══ DATASET EXTRACT ══

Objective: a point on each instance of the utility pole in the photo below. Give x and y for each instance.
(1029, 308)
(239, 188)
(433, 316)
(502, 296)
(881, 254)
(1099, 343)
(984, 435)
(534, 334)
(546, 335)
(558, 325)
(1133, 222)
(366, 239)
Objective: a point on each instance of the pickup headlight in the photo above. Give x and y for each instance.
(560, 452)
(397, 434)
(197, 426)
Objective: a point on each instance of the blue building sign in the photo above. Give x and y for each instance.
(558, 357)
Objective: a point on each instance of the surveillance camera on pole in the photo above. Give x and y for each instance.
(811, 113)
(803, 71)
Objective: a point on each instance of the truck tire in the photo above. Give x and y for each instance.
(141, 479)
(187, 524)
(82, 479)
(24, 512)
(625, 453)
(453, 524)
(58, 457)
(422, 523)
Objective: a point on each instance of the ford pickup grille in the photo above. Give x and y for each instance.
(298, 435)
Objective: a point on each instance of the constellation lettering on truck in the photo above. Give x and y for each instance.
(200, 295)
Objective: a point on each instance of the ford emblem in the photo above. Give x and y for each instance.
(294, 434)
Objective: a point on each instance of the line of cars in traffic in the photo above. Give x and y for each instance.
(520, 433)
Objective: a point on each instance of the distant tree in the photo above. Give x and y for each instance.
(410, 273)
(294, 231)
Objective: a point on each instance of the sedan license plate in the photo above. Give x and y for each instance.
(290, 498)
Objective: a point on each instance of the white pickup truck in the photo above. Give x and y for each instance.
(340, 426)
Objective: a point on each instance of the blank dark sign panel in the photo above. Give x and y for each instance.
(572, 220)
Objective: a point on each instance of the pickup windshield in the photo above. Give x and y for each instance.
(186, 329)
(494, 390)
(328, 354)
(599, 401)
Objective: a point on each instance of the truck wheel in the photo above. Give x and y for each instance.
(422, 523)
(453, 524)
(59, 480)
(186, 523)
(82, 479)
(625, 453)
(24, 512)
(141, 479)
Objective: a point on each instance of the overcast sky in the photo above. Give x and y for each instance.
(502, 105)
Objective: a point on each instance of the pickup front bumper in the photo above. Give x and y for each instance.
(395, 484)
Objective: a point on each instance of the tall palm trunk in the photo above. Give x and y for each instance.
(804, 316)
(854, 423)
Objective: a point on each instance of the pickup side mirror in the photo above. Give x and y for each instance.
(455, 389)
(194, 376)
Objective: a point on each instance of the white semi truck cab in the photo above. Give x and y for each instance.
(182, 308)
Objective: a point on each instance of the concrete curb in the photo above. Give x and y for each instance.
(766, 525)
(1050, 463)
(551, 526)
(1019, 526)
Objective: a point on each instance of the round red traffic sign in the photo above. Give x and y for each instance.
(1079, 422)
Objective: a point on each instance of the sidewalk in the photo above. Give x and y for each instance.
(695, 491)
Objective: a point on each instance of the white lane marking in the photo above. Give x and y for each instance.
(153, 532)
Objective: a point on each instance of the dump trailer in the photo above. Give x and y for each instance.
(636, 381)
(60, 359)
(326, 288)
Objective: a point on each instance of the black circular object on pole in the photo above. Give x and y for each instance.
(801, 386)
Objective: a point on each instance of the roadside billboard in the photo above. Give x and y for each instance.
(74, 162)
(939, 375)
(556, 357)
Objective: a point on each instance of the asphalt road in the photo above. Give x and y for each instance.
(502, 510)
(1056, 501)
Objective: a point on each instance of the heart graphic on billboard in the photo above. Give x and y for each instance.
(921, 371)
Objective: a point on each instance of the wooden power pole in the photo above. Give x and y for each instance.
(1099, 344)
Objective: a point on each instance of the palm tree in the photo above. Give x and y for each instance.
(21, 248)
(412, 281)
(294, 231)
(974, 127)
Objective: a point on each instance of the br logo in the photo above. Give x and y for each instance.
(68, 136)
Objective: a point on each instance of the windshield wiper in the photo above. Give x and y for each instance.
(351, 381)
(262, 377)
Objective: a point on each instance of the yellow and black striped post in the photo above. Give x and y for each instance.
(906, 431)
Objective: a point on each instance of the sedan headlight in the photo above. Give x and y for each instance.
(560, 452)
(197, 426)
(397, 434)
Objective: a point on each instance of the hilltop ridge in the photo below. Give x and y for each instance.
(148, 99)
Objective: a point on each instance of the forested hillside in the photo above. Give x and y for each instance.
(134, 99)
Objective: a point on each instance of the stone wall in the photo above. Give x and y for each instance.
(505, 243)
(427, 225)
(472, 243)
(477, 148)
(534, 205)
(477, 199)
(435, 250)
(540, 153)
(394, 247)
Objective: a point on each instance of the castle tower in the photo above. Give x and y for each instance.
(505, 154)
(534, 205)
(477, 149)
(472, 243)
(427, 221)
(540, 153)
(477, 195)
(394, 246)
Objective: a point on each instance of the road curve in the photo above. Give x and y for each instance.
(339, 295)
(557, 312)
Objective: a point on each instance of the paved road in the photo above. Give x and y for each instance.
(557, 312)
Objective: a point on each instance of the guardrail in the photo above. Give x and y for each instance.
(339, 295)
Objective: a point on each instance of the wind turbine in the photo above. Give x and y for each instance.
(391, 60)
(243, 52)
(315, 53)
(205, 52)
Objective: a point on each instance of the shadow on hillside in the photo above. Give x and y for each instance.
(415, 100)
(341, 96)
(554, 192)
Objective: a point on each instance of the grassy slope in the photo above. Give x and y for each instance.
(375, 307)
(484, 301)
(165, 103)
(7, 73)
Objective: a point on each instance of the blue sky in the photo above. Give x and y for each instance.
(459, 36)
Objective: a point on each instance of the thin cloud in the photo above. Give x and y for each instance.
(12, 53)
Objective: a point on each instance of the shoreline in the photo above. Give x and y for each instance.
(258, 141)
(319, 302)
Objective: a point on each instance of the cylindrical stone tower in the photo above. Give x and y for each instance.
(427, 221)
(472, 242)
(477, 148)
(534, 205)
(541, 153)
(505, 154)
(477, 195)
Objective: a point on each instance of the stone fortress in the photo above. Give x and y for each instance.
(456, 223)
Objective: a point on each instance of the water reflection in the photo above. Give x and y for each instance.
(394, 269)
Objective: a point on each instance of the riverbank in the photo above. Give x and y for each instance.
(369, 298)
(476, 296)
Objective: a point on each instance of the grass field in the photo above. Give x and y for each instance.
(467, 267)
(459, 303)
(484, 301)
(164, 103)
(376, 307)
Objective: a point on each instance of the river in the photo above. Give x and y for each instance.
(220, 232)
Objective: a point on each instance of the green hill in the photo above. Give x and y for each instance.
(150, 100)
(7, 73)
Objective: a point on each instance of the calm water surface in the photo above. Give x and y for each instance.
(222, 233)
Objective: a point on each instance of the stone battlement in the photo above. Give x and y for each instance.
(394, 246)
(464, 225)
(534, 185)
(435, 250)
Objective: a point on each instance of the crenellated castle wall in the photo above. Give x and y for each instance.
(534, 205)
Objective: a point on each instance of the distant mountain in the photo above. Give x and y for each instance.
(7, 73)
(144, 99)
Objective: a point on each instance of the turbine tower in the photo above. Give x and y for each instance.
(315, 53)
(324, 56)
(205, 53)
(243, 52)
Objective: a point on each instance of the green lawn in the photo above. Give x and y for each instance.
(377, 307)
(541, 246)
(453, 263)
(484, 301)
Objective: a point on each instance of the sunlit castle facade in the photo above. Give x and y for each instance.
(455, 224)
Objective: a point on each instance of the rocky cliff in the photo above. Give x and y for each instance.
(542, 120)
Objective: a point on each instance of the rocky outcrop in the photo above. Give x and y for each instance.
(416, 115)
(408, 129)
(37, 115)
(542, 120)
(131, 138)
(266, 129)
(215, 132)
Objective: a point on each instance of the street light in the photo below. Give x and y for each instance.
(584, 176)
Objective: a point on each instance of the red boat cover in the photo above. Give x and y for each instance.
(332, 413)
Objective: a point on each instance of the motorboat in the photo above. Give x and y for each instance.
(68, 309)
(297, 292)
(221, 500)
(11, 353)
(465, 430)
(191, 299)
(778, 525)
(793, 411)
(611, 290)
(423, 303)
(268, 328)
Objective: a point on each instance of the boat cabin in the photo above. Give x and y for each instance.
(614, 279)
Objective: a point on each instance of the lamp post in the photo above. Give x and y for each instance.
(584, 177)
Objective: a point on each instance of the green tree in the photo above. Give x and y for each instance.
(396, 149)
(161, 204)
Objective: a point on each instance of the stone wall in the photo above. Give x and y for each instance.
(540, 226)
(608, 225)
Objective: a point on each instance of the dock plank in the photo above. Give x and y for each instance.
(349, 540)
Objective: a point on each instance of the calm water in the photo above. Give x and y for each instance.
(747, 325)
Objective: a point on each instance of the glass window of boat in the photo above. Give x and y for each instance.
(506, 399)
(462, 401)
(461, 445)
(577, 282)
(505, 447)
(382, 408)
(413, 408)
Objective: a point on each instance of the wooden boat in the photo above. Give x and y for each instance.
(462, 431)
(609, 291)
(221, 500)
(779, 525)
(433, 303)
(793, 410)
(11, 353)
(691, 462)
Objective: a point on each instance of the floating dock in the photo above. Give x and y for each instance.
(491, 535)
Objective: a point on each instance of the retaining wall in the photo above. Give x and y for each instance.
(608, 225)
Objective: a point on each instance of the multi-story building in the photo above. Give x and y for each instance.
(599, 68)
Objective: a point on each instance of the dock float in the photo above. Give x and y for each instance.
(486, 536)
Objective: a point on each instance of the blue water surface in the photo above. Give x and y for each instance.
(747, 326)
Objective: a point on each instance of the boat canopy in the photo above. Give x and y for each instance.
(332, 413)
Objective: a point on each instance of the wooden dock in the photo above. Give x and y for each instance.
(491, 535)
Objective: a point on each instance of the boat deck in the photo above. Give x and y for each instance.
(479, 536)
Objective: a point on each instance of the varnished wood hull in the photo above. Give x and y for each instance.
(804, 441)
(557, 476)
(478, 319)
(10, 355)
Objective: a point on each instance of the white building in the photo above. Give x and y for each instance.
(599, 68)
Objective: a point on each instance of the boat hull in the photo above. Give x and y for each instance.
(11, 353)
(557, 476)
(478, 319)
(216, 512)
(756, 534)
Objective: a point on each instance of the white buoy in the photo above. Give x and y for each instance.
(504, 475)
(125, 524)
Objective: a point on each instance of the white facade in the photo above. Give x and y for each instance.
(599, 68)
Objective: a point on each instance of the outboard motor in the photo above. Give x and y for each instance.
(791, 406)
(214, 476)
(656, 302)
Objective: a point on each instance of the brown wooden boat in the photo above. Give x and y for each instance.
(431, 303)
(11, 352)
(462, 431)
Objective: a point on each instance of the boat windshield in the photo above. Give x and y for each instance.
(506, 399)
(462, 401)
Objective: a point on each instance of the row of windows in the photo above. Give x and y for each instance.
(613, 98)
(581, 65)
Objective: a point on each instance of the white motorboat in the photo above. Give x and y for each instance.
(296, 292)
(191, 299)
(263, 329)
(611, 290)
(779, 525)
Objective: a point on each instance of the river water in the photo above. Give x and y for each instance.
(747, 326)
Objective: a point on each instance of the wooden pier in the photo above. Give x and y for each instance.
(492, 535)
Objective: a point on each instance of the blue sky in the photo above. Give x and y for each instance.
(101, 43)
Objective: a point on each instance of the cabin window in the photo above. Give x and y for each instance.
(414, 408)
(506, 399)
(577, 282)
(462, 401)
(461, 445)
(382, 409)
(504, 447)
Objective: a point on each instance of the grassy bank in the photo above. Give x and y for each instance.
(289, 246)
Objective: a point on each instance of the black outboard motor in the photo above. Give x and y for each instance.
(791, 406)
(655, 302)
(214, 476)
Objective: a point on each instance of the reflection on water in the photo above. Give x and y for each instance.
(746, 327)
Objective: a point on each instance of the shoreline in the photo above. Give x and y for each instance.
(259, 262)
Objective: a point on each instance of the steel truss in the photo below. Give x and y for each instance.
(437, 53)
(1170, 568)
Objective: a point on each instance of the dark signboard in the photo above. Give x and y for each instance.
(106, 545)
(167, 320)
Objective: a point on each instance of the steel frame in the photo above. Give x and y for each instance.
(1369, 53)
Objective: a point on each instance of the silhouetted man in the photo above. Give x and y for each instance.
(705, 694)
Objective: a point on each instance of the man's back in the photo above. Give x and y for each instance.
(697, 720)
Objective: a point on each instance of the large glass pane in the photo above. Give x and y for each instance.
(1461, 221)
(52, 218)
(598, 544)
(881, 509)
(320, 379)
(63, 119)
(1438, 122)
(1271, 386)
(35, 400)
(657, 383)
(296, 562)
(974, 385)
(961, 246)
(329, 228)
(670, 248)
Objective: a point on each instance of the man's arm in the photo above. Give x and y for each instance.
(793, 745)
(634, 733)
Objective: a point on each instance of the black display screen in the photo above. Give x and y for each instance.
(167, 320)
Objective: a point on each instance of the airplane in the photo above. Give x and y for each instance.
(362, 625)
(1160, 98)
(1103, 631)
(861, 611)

═══

• TASK BRIEF: Exactly repeat the lines from the line that contains "Objective: a point on each instance of the wooden pier" to the end of the entries, both included, and leave out all other lines.

• COMPLETED TASK:
Objective: a point on each instance of the wooden pier in the photo above. Give x and y for each instance.
(492, 535)
Objective: a point on each instance of the blue sky in the photo above. Give x and y for each instance.
(101, 43)
Objective: a point on each instance of the cabin window in the photo above. Give x and y for each instance.
(414, 408)
(506, 399)
(577, 282)
(462, 401)
(461, 445)
(382, 409)
(504, 447)
Objective: a point on each instance of the grassy bank in the photo above. Give x and y for each instance.
(289, 246)
Objective: a point on each instance of the black outboard motor in the photo above. Give x and y for each instance.
(791, 406)
(655, 302)
(214, 476)
Objective: a point on each instance of the reflection on water in the photo above. Give x and y for each instance.
(746, 327)
Objective: a point on each instance of the shoreline in the photo above. Give x and y for each instance.
(259, 262)
Objective: a point on each instance of the steel truss in the photo below. Give x and y for each instance.
(437, 53)
(1170, 568)
Objective: a point on each instance of the dark signboard in the photo above. Give x and y for each instance.
(106, 545)
(167, 320)
Objective: a point on each instance of the steel frame in the photo above. Give x and y for each instance.
(1369, 53)
Objective: a point on each instance of the silhouetted man in the photo above. Give x and y for each instance.
(705, 694)
Objective: a point on each instance of the man's back in the photo above. Give x and y for each instance.
(697, 720)
Objective: a point on each instance of the large glass pane in the photo above. Give x and y for each instance.
(1461, 221)
(52, 218)
(598, 544)
(881, 509)
(320, 379)
(63, 119)
(1438, 122)
(1271, 386)
(35, 400)
(657, 383)
(296, 562)
(974, 385)
(961, 246)
(329, 228)
(670, 248)
Objective: a point on each instance of the man's arm in the photo above. Give x and y for each instance.
(793, 745)
(634, 733)
Objective: a point on each instance of the black display screen in the photo above. Give x and y for each instance.
(167, 320)
Objective: a point on each instance of the airplane in the photo above. Give x and y for each instance.
(362, 625)
(1160, 98)
(1103, 631)
(861, 611)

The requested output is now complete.